Required work
Looking through the data below, work out how many lines have the word "block". Reply with that number only.

Collected data:

....................

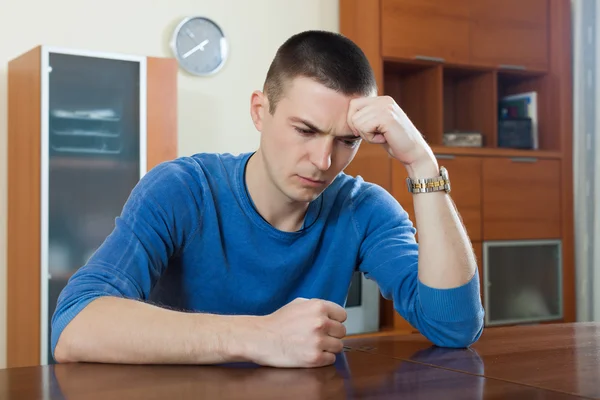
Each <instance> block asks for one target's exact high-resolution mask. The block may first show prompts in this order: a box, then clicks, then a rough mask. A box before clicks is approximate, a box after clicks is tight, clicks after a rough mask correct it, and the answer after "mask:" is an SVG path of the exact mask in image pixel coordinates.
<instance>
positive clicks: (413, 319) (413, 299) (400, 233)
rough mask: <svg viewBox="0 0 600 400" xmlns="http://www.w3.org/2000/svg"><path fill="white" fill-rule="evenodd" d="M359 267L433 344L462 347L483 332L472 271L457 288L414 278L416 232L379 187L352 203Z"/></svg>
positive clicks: (481, 322)
mask: <svg viewBox="0 0 600 400" xmlns="http://www.w3.org/2000/svg"><path fill="white" fill-rule="evenodd" d="M355 207H356V209H355V212H354V216H355V226H356V229H357V231H358V234H359V237H360V238H362V243H361V245H360V255H359V257H360V260H359V269H360V270H361V271H362V272H363V273H364V275H365V277H366V278H368V279H373V280H374V281H376V282H377V284H378V286H379V288H380V291H381V294H382V296H383V297H384V298H386V299H388V300H393V304H394V309H395V310H396V311H397V312H398V313H399V314H400V315H401V316H402V317H403V318H404V319H406V320H407V321H408V322H409V323H410V324H411V325H412V326H414V327H415V328H416V329H418V330H419V332H420V333H421V334H423V335H424V336H425V337H427V338H428V339H429V340H430V341H432V342H433V343H434V344H435V345H438V346H441V347H457V348H459V347H467V346H469V345H471V344H472V343H474V342H475V341H476V340H477V339H478V338H479V337H480V335H481V333H482V330H483V315H484V313H483V307H482V305H481V298H480V294H479V293H480V292H479V275H478V274H477V273H475V274H474V276H473V277H472V278H471V280H470V281H469V282H467V283H466V284H464V285H463V286H460V287H456V288H451V289H435V288H432V287H429V286H426V285H425V284H423V283H422V282H421V281H420V280H419V278H418V259H419V250H418V244H417V242H416V240H415V233H416V230H415V228H414V227H413V224H412V222H411V221H410V219H409V217H408V213H407V212H406V211H405V210H404V209H403V208H402V206H401V205H400V204H399V203H398V202H397V201H396V200H395V199H394V198H393V197H392V196H391V195H390V194H389V193H388V192H387V191H385V190H384V189H383V188H381V187H379V186H375V185H373V186H371V187H370V188H369V189H367V190H366V191H365V192H363V194H362V195H361V196H360V198H358V199H357V200H356V201H355Z"/></svg>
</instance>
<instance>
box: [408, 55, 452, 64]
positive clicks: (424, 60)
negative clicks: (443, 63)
mask: <svg viewBox="0 0 600 400" xmlns="http://www.w3.org/2000/svg"><path fill="white" fill-rule="evenodd" d="M415 60H422V61H433V62H440V63H443V62H446V60H445V59H443V58H442V57H430V56H415Z"/></svg>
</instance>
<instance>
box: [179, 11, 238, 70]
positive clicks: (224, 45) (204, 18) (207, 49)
mask: <svg viewBox="0 0 600 400" xmlns="http://www.w3.org/2000/svg"><path fill="white" fill-rule="evenodd" d="M171 49H172V50H173V53H174V55H175V58H176V59H177V61H178V62H179V66H180V67H181V68H182V69H184V70H185V71H187V72H189V73H190V74H193V75H199V76H208V75H213V74H215V73H217V72H218V71H219V70H220V69H221V68H223V65H224V64H225V61H226V60H227V55H228V52H229V50H228V44H227V39H226V38H225V34H224V33H223V30H222V29H221V27H219V25H217V23H216V22H214V21H213V20H211V19H209V18H206V17H198V16H195V17H187V18H184V19H183V20H182V21H181V22H180V23H179V24H178V25H177V27H176V28H175V31H174V32H173V37H172V39H171Z"/></svg>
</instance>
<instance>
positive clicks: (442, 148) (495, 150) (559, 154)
mask: <svg viewBox="0 0 600 400" xmlns="http://www.w3.org/2000/svg"><path fill="white" fill-rule="evenodd" d="M431 148H432V149H433V152H434V153H436V154H453V155H457V156H482V157H526V158H528V157H533V158H539V159H546V158H549V159H556V160H559V159H561V158H562V153H561V152H559V151H547V150H518V149H503V148H494V149H490V148H485V147H483V148H482V147H449V146H431Z"/></svg>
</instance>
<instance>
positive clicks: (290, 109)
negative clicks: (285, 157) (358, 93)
mask: <svg viewBox="0 0 600 400" xmlns="http://www.w3.org/2000/svg"><path fill="white" fill-rule="evenodd" d="M355 97H359V96H355V95H354V96H349V95H346V94H343V93H339V92H337V91H335V90H333V89H330V88H328V87H326V86H324V85H322V84H321V83H319V82H317V81H315V80H313V79H310V78H306V77H297V78H294V79H293V80H292V81H290V82H287V83H286V85H285V89H284V93H283V96H282V99H281V101H280V104H279V105H281V106H282V108H283V109H282V111H285V112H286V114H287V116H290V114H298V113H301V114H305V116H306V117H310V118H311V119H314V120H319V121H320V122H321V123H327V122H331V120H332V119H343V120H345V119H346V115H347V114H348V107H349V106H350V100H352V99H353V98H355ZM279 105H278V108H279Z"/></svg>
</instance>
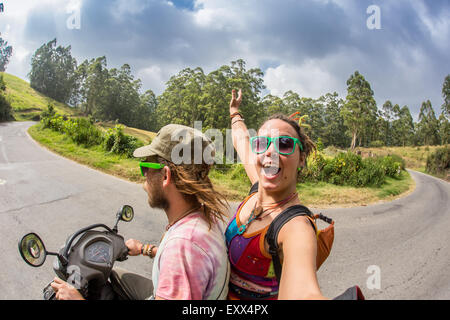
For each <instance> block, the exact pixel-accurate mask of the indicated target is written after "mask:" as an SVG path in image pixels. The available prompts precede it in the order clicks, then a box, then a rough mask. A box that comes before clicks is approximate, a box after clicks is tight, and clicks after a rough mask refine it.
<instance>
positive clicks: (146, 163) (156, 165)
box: [139, 162, 165, 177]
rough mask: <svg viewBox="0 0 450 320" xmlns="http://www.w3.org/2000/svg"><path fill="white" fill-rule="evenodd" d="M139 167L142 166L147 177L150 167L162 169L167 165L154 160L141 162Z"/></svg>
mask: <svg viewBox="0 0 450 320" xmlns="http://www.w3.org/2000/svg"><path fill="white" fill-rule="evenodd" d="M139 167H140V168H141V174H142V176H143V177H145V174H146V173H147V170H148V168H150V169H162V168H164V167H165V165H164V164H161V163H154V162H139Z"/></svg>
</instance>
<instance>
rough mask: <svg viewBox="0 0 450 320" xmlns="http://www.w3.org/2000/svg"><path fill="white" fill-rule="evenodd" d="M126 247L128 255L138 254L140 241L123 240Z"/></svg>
mask: <svg viewBox="0 0 450 320" xmlns="http://www.w3.org/2000/svg"><path fill="white" fill-rule="evenodd" d="M125 245H126V246H127V247H128V254H129V255H130V256H138V255H140V254H141V250H142V243H141V242H140V241H139V240H135V239H129V240H127V241H126V242H125Z"/></svg>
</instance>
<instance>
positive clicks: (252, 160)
mask: <svg viewBox="0 0 450 320" xmlns="http://www.w3.org/2000/svg"><path fill="white" fill-rule="evenodd" d="M241 102H242V90H241V89H239V94H238V97H237V98H236V90H234V89H233V90H232V92H231V101H230V117H231V133H232V137H233V146H234V149H235V150H236V152H237V154H238V156H239V158H240V159H241V161H242V164H243V165H244V169H245V172H246V173H247V176H248V178H249V179H250V182H251V184H252V185H253V184H254V183H255V182H257V181H258V172H257V170H256V167H255V157H254V155H253V153H252V151H251V148H250V135H249V133H248V129H247V126H246V125H245V123H244V118H243V117H242V115H241V114H240V113H239V106H240V104H241Z"/></svg>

....................

Exercise answer
2